* _Material to process_:
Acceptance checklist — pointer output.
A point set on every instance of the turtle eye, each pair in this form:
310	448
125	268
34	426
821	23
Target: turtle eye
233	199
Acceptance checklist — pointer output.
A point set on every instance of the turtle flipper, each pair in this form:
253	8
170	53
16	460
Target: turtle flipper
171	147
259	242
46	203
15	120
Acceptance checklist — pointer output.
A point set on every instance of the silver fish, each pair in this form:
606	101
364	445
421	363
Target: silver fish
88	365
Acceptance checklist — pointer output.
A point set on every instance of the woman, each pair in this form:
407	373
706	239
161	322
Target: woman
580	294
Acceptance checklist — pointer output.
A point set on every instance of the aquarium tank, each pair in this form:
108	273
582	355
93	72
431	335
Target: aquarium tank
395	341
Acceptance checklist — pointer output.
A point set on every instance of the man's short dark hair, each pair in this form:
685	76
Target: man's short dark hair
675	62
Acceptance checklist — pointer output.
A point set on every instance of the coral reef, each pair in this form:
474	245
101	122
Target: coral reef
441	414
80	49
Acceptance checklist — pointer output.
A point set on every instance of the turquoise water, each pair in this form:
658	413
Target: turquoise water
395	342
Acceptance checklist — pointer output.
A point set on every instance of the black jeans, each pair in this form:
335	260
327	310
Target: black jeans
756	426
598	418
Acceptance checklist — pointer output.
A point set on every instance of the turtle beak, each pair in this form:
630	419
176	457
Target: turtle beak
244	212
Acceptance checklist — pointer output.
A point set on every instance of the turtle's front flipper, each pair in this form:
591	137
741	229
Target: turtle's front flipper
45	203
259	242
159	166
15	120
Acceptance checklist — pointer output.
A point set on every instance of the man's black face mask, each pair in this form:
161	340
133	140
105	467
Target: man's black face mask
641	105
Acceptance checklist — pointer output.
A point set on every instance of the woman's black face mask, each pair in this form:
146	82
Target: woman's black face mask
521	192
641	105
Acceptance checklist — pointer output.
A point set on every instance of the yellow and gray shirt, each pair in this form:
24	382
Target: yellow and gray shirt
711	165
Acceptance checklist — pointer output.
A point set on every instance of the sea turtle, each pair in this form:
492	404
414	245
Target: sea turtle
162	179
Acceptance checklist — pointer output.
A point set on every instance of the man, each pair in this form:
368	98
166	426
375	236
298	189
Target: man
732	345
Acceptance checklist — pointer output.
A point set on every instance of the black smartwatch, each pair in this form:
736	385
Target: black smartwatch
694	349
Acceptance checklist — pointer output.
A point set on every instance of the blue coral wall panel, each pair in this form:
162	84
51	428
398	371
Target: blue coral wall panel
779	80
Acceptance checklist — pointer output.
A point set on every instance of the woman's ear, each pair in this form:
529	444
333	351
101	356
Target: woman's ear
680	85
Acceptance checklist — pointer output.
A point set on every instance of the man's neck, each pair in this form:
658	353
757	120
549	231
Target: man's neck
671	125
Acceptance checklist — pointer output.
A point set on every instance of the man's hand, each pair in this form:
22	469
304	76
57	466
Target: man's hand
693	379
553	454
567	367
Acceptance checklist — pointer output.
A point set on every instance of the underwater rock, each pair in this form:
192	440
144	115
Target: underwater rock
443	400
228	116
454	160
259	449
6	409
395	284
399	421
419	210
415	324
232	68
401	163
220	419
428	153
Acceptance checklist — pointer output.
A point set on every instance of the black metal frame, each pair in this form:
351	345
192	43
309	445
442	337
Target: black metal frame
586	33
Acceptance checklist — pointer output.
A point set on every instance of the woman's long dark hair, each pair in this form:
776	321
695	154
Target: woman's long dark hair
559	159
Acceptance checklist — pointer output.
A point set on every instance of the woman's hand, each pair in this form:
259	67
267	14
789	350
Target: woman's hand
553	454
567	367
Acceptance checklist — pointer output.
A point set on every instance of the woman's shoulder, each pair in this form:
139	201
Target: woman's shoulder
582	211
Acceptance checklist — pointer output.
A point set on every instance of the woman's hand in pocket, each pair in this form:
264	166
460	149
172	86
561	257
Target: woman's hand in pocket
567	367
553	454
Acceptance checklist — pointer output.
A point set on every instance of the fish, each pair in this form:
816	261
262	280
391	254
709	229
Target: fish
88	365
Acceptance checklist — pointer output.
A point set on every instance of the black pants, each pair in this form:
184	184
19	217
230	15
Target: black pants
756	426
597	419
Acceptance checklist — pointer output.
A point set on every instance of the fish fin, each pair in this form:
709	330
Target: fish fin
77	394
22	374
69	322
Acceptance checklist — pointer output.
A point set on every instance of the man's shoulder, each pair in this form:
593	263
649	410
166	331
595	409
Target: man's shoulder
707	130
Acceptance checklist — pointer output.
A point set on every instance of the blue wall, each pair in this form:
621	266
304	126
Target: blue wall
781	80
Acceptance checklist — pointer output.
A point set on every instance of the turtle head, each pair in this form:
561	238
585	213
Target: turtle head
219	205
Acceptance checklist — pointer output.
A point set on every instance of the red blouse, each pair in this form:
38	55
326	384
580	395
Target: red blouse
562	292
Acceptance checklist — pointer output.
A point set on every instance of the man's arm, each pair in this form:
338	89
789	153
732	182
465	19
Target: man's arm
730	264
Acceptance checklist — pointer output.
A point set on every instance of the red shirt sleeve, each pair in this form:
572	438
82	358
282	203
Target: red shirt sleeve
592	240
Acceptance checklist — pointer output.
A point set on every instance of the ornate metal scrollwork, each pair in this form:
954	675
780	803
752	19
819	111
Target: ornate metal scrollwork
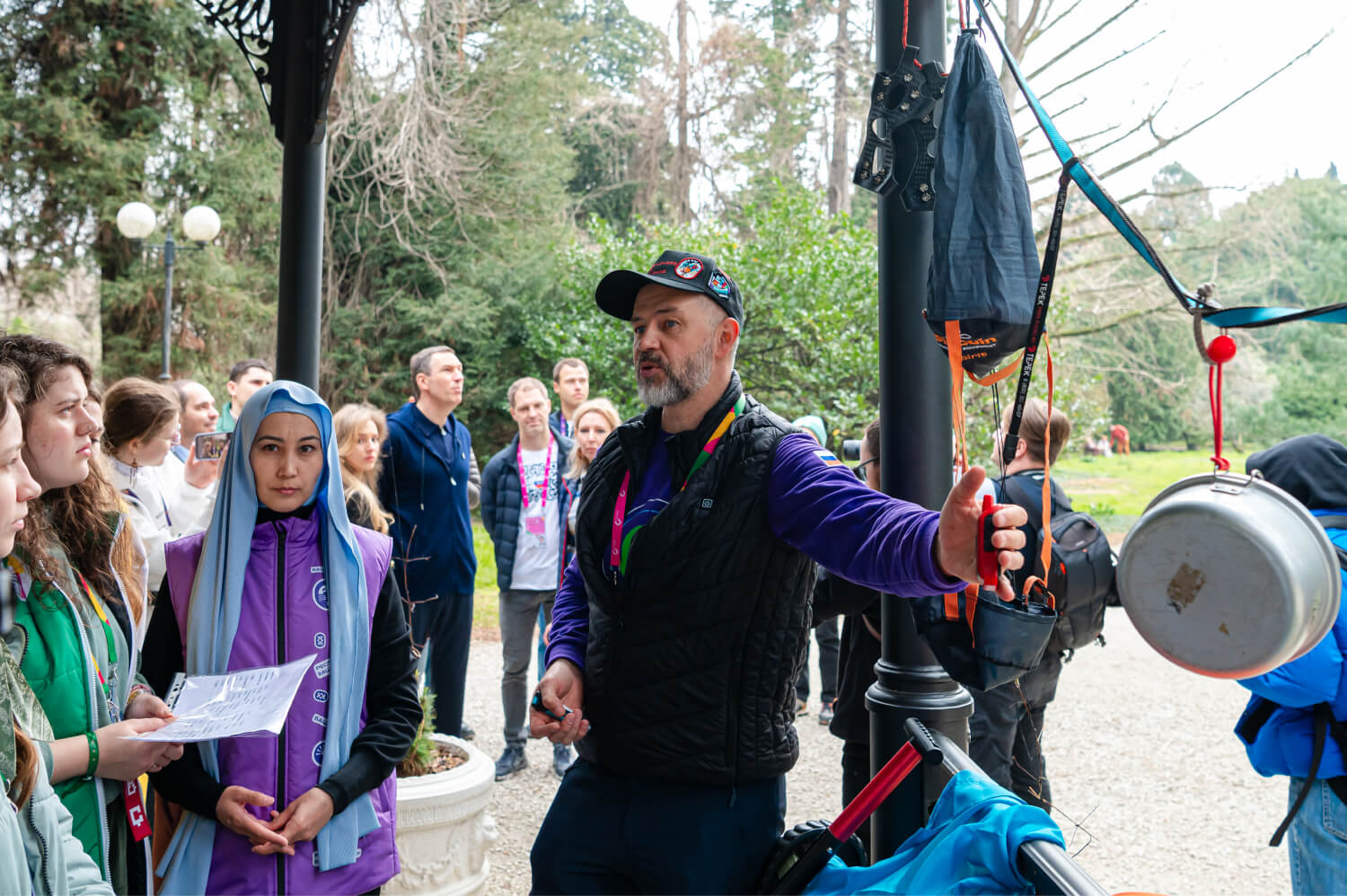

* _Task goal_: Please show each line in the entries above that contains the string "blouse". Case counts.

* _Response to this task_:
A point set on every instance of the red blouse, each pair in this form:
Target: red blouse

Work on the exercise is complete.